Compiled by | Odaily Planet Daily (@OdailyChina); Translator | Azuma (@azuma_eth)

Editor’s Note: Leading prediction market platform Kalshi announced yesterday the launch of a brand new research column, Kalshi Research, aimed at providing Kalshi’s internal data to scholars and researchers interested in topics related to prediction markets. The first research report of the column has been released, titled “Kalshi Outperforms Wall Street in Predicting Inflation” (Beyond Consensus: Prediction Markets and the Forecasting of Inflation Shocks).

The following is the original content of the report, compiled by Odaily Planet Daily.

Overview

Generally, in the week prior to the release of important economic statistical data, analysts and senior economists from large financial institutions provide estimates for the expected values. Once these predictions are compiled together, they are referred to as the “consensus expectation,” which is widely regarded as an important reference for insights into market changes and adjustments in position layout.

In this research report, we compare the performance of consensus expectations with the implied pricing of the Kalshi prediction market (sometimes referred to as “market prediction” below) in predicting the actual value of the same core macroeconomic signal - the year-over-year overall inflation rate (YOY CPI).

Core Highlights

Overall accuracy is superior: Under all market conditions (including normal and shock environments), Kalshi's average absolute error (MAE) is 40.1% lower than consensus expectations.

“Shock Alpha”: When a significant shock occurs (greater than 0.2 percentage points), Kalshi's prediction within a one-week forecast window has an MAE that is 50% lower than the consensus expectation; if the shock occurs the day before the data is released, the MAE will further expand to 60%. In the case of a moderate shock (between 0.1 - 0.2 percentage points), Kalshi's prediction within a one-week forecast window also has an MAE that is 50% lower than the “consensus expectation”; the day before the data is released, this will expand to 56.2%.

Predictive Signal: When the deviation between market predictions and consensus expectations exceeds 0.1 percentage points, the probability of a prediction impacting the market is about 81.2%, rising to approximately 82.4% the day before the data is released. In cases where market predictions are inconsistent with consensus expectations, market predictions are more accurate in 75% of cases.

Background

Macroeconomic forecasters face an inherent challenge: the most critical moments—when markets become disordered, policies shift, and structural breaks occur—are precisely the periods when historical models are most likely to fail. Financial market participants usually release consensus forecasts a few days before key economic data is announced, aggregating expert opinions into market expectations. However, these consensus views, while valuable, often share similar methodological paths and information sources.

For institutional investors, risk managers, and policymakers, the stakes of prediction accuracy are asymmetrical. In non-controversial times, slightly better predictions can only provide limited value; but during periods of market turmoil—when volatility soars, correlations break down, or historical relationships fail—superior accuracy can yield significant Alpha returns and limit drawdowns.

Therefore, understanding the behavioral characteristics of parameters during periods of market volatility is crucial. We will focus on a key macroeconomic indicator — the year-on-year overall inflation rate (YOY CPI) — which is a core reference for future interest rate decisions and an important signal for measuring economic health.
──────
■ WHAT TO DO:
In the inflation report, rename "macroeconomic signal" to "economic indicator" and write out the part opening with the words "In this research" and closing with "rate (YOY CPI).". The items come from a separate source.
──────
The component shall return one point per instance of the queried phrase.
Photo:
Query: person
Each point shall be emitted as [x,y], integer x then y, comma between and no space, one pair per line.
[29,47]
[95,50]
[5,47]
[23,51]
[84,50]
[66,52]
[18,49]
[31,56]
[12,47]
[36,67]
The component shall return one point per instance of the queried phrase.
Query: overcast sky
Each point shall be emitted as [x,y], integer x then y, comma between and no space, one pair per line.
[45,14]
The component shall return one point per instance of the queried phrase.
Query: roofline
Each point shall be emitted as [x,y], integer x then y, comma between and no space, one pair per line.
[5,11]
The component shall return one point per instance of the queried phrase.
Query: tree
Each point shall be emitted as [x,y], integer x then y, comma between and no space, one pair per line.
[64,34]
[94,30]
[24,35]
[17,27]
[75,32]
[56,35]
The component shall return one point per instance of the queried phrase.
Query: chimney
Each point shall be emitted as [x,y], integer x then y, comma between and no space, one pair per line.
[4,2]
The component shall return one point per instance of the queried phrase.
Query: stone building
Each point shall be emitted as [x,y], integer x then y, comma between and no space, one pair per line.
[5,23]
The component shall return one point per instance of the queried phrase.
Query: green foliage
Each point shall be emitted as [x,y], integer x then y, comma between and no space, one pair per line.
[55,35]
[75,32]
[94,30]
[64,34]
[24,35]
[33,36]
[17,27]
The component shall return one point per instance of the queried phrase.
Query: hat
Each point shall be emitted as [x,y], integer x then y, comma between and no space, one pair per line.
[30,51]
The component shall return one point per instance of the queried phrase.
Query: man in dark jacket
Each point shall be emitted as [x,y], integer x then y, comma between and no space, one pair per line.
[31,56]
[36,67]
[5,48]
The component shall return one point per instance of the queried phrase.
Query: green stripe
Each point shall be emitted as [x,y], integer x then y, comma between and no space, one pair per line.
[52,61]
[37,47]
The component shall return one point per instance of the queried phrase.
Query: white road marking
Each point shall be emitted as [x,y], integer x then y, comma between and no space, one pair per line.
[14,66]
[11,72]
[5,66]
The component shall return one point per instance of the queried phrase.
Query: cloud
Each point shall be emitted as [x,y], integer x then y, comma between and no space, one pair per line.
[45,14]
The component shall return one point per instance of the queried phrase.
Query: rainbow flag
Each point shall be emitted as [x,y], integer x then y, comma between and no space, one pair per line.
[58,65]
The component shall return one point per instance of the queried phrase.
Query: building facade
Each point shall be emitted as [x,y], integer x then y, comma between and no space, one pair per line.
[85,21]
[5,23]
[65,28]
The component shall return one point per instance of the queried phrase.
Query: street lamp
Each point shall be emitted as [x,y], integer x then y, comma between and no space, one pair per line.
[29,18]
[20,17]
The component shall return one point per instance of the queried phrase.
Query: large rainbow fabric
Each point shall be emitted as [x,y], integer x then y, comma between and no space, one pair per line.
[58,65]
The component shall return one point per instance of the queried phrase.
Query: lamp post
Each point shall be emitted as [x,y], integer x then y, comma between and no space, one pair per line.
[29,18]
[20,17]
──────
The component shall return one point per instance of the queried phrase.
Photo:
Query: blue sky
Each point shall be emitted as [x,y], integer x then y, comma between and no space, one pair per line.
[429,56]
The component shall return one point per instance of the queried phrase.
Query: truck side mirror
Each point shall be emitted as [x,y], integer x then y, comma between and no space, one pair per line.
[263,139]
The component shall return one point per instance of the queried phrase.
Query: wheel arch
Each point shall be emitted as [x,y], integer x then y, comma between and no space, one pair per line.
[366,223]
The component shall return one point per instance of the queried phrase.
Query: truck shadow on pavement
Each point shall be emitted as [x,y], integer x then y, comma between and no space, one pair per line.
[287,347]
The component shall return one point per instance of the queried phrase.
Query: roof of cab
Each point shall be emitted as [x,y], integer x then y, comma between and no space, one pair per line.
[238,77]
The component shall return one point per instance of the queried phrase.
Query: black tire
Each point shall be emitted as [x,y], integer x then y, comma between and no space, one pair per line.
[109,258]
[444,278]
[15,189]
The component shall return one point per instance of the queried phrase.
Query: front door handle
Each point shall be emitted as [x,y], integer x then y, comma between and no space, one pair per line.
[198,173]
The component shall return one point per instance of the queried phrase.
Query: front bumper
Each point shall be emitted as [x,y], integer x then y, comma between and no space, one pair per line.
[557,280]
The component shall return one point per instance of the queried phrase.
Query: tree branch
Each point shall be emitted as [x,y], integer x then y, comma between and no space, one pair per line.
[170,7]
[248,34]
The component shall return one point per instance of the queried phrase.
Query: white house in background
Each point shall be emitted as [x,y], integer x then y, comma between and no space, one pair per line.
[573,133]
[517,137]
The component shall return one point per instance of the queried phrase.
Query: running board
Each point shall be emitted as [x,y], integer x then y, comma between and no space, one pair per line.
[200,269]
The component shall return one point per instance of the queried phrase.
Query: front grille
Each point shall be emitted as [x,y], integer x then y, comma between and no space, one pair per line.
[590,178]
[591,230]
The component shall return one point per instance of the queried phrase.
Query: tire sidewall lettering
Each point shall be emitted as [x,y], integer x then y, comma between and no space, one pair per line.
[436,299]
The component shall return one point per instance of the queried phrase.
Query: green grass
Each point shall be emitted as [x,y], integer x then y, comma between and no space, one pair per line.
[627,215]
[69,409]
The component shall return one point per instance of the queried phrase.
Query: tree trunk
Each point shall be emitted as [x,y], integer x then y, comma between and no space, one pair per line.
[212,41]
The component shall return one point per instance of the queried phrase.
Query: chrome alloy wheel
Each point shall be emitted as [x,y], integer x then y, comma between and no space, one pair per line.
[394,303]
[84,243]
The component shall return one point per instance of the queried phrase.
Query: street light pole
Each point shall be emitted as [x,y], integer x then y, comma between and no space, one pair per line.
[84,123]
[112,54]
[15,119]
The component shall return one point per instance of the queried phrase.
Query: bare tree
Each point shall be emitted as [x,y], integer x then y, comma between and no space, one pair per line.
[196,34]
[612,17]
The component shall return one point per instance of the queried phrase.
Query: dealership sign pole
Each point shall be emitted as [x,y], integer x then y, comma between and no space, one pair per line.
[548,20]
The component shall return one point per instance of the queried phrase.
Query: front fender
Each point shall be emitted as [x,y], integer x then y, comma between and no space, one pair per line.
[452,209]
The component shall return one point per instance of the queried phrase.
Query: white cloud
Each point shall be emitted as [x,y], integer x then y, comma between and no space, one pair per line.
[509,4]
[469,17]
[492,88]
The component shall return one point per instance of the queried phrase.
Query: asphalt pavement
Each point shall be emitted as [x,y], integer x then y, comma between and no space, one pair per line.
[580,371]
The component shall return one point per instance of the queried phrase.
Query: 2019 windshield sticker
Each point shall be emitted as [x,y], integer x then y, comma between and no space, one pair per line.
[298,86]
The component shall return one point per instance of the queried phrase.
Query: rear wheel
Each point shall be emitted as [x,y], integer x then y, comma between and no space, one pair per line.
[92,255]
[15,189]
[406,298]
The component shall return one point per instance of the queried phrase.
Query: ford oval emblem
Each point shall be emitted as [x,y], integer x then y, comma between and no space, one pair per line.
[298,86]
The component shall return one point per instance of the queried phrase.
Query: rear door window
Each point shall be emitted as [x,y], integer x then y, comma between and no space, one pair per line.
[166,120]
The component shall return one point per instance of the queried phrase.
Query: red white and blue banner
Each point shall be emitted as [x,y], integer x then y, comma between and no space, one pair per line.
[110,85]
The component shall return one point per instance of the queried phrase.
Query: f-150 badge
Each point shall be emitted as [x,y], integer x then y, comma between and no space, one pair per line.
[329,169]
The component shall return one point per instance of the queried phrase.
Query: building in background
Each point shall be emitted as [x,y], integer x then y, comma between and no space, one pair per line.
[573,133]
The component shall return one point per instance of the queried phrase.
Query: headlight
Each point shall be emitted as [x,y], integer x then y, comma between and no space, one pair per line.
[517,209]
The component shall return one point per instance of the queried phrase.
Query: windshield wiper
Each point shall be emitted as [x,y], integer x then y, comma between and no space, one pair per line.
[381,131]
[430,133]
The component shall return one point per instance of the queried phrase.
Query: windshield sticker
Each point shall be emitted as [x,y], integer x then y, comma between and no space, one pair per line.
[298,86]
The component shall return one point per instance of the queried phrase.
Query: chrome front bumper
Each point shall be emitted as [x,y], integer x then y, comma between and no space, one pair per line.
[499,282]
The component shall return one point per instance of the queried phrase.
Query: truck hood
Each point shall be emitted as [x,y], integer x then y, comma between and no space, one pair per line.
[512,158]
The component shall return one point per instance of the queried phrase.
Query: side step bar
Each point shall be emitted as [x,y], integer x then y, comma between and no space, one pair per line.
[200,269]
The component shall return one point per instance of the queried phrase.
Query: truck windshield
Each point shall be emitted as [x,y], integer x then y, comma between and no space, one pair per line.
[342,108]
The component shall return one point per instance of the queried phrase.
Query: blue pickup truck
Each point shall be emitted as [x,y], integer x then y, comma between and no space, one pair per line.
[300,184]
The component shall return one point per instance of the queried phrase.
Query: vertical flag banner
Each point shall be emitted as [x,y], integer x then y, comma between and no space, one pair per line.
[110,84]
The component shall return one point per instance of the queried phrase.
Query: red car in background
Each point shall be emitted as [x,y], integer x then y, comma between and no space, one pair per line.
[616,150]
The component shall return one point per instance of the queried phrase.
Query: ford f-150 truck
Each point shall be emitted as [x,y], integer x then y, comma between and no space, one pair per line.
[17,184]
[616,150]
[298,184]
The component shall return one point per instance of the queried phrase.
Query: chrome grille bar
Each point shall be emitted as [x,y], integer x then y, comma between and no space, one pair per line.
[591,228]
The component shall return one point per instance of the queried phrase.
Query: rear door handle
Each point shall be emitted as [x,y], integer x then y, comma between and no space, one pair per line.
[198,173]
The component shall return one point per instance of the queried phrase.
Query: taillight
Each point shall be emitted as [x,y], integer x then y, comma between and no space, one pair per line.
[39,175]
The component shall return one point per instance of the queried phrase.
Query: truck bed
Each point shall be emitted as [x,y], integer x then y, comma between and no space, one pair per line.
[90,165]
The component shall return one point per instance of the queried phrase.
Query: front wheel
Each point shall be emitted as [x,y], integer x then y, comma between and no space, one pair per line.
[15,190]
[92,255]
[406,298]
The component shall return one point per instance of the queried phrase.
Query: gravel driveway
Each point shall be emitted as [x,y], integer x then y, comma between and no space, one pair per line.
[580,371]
──────
■ TASK RESPONSE:
In this research report, we compare the performance of consensus expectations with the implied pricing of the Kalshi prediction market (sometimes referred to as “market prediction” below) in predicting the actual value of the same core economic indicator - the year-over-year overall inflation rate (YOY CPI).